§ **SUPPLIED PASSAGE**:
* * *

Voting for forum posts

Q. Schroll qs.il.paperinik at gmail.com
Thu Apr 1 15:38:26 UTC 2021


On Thursday, 1 April 2021 at 08:40:10 UTC, Vladimir Panteleev 
wrote:
> On Wednesday, 31 March 2021 at 21:26:48 UTC, Andrei 
> Alexandrescu wrote:
>> I wonder how difficult it would be to add a voting system for 
>> forum messages. Votes wouldn't be available in the NNTP 
>> interface but would be accessible in the Web interface and 
>> would allow sorting and filtering by votes.
>
> This idea did come up before, and is controversial as others 
> have pointed out. My personal thoughts about this today are:
>
> - Downvotes are not nice to receive and in general carry bad 
> vibes.

I agree that downvotes are not nice to receive. Keeping someone 
in a cushion can be worse in the long run than a clear cut 
message such as a 50%+ dislike ratio they need to hear.

* * *

§ **Stored data**:
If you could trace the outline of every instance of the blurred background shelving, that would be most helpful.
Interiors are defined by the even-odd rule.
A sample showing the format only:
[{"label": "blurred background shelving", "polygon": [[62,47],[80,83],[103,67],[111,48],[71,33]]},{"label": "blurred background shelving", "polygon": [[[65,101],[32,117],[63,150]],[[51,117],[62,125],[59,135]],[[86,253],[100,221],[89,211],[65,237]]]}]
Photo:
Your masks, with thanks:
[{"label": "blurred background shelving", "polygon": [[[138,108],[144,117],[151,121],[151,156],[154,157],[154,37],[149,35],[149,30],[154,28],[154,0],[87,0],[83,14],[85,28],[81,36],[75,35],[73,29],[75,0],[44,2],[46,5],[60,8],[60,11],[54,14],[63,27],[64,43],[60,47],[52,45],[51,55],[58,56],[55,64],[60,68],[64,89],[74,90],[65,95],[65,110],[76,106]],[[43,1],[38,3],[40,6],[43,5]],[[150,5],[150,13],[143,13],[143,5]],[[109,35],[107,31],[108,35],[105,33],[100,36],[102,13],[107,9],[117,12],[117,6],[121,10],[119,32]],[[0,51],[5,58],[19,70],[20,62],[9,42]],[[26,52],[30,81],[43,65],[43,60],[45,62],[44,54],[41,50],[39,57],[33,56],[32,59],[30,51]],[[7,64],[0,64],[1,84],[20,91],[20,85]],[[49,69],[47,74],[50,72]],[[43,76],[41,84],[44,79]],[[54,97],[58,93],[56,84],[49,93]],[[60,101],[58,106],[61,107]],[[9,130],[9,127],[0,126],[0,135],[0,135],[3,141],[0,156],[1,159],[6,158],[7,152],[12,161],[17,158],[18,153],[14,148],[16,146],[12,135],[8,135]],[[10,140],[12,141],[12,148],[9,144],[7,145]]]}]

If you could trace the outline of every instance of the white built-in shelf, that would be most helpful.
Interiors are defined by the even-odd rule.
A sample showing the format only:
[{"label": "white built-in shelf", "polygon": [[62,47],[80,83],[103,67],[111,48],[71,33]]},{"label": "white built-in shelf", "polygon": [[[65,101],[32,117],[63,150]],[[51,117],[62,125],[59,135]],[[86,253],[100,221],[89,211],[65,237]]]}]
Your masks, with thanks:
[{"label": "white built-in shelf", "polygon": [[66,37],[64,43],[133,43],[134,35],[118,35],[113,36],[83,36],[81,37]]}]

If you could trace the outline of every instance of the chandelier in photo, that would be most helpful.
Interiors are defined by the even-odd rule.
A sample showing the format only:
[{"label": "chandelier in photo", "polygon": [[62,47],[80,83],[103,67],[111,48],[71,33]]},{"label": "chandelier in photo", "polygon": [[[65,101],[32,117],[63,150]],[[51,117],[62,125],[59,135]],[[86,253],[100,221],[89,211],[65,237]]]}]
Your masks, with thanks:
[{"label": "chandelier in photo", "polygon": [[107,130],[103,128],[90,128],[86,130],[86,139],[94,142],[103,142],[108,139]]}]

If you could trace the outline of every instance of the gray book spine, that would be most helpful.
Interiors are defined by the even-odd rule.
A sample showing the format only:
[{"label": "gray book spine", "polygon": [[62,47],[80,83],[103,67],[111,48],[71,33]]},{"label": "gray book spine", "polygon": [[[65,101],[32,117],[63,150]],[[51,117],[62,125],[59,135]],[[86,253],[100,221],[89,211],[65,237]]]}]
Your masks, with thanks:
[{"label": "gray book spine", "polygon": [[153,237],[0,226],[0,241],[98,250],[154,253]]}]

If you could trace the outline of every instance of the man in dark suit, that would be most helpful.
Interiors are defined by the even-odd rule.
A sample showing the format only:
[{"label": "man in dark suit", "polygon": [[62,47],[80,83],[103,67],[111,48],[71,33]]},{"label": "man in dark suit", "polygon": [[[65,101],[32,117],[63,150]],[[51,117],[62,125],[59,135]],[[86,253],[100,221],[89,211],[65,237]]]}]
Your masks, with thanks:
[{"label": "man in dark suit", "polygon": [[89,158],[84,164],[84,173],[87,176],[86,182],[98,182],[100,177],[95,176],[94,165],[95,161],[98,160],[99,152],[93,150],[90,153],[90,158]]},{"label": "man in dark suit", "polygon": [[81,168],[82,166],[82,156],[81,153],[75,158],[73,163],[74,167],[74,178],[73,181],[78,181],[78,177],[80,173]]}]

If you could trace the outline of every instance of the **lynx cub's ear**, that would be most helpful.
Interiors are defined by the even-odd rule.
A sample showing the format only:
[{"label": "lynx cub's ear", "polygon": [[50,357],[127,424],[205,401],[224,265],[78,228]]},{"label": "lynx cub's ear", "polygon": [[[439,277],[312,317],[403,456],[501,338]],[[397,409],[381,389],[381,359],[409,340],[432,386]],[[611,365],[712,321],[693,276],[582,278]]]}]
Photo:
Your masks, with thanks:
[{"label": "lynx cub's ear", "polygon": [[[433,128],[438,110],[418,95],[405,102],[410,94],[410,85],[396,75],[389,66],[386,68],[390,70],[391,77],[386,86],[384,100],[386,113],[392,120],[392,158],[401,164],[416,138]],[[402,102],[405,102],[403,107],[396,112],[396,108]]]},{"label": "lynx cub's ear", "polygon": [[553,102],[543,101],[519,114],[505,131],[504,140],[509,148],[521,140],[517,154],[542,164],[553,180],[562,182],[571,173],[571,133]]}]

* * *

§ **WHAT NEEDS TO BE DONE**:
In the forum post on voting, which interface does the proposal say would not show votes?

§ **EXERCISE RESPONSE**:
The NNTP interface.